- Texte fourni:
+ + + + +

Au 31 octobre 2023, l’administration centrale camerounaise disposait de 148 comptes dans 16 banques commerciales pour un solde global de 711,9 milliards de FCFA, selon le ministère des Finances. Paradoxalement, malgré cette trésorerie conséquente, l’État a dû payer, d’après des données gouvernementales consultées au 31 octobre 2024, 38,75 milliards de FCFA d’intérêts sur des émissions obligataires d’un montant global de 890,54 milliards de FCFA. L’optimisation du Compte unique du Trésor (CUT), dont l’un des objectifs est de rapatrier les fonds publics logés dans les établissements de crédit dans une caisse centrale, apparaît donc comme une solution évidente pour réduire ces coûts. Cependant, cette réforme ambitieuse se heurte à des obstacles majeurs.
Pierre Mba, chef de la Cellule de législation et de la codification à la direction générale du Trésor et de la Coopération financière et monétaire, a rappelé, lors des Cafés thématiques sur les réformes de la gestion des finances publiques du 26 novembre 2024, que la modernisation nécessaire pour opérationnaliser pleinement le CUT n’est pas encore achevée. «Le Compte unique du Trésor nouvelle version n’est pas totalement livré », a-t-il indiqué, soulignant que des défis d’organisation et de qualité de service doivent être résolus avant tout transfert massif de fonds.

+ + + + +

(Données extraites d'une collection)
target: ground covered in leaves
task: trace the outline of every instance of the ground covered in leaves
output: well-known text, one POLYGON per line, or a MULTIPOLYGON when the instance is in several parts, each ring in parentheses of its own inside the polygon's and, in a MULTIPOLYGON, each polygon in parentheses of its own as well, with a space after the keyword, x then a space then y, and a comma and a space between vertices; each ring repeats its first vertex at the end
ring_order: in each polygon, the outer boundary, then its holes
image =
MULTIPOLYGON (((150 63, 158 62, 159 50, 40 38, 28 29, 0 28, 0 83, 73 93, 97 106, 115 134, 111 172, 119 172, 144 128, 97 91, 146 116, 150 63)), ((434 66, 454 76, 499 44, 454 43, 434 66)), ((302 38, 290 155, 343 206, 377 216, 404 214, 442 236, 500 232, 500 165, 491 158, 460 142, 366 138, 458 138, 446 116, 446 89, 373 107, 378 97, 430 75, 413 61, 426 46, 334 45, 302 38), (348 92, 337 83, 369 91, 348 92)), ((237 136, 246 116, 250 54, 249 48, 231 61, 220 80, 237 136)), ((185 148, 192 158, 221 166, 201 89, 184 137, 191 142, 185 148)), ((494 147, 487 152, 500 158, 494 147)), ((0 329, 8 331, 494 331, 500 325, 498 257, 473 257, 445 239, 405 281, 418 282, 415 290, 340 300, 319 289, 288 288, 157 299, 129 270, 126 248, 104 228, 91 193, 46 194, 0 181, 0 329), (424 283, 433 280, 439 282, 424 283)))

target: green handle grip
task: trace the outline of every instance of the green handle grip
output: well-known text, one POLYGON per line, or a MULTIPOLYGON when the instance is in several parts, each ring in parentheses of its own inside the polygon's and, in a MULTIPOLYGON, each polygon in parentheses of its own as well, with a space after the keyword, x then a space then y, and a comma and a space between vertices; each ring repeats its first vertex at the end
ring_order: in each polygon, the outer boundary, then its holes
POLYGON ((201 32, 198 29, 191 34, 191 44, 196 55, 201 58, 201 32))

+ + + + +

- Tâche courte 1: Recopiez intégralement le texte sur le Compte unique du Trésor camerounais.
- Tâche courte 2: Reprenez uniquement la partie des entrées qui commence à la ligne contenant « target: green handle grip » et va jusqu'à la fin des entrées, en substituant « contour » à « outline », sans rien modifier d'autre.

- Réponse attendue 1:
Au 31 octobre 2023, l’administration centrale camerounaise disposait de 148 comptes dans 16 banques commerciales pour un solde global de 711,9 milliards de FCFA, selon le ministère des Finances. Paradoxalement, malgré cette trésorerie conséquente, l’État a dû payer, d’après des données gouvernementales consultées au 31 octobre 2024, 38,75 milliards de FCFA d’intérêts sur des émissions obligataires d’un montant global de 890,54 milliards de FCFA. L’optimisation du Compte unique du Trésor (CUT), dont l’un des objectifs est de rapatrier les fonds publics logés dans les établissements de crédit dans une caisse centrale, apparaît donc comme une solution évidente pour réduire ces coûts. Cependant, cette réforme ambitieuse se heurte à des obstacles majeurs.
Pierre Mba, chef de la Cellule de législation et de la codification à la direction générale du Trésor et de la Coopération financière et monétaire, a rappelé, lors des Cafés thématiques sur les réformes de la gestion des finances publiques du 26 novembre 2024, que la modernisation nécessaire pour opérationnaliser pleinement le CUT n’est pas encore achevée. «Le Compte unique du Trésor nouvelle version n’est pas totalement livré », a-t-il indiqué, soulignant que des défis d’organisation et de qualité de service doivent être résolus avant tout transfert massif de fonds.

- Réponse attendue 2:
target: green handle grip
task: trace the contour of every instance of the green handle grip
output: well-known text, one POLYGON per line, or a MULTIPOLYGON when the instance is in several parts, each ring in parentheses of its own inside the polygon's and, in a MULTIPOLYGON, each polygon in parentheses of its own as well, with a space after the keyword, x then a space then y, and a comma and a space between vertices; each ring repeats its first vertex at the end
ring_order: in each polygon, the outer boundary, then its holes
POLYGON ((201 32, 198 29, 191 34, 191 44, 196 55, 201 58, 201 32))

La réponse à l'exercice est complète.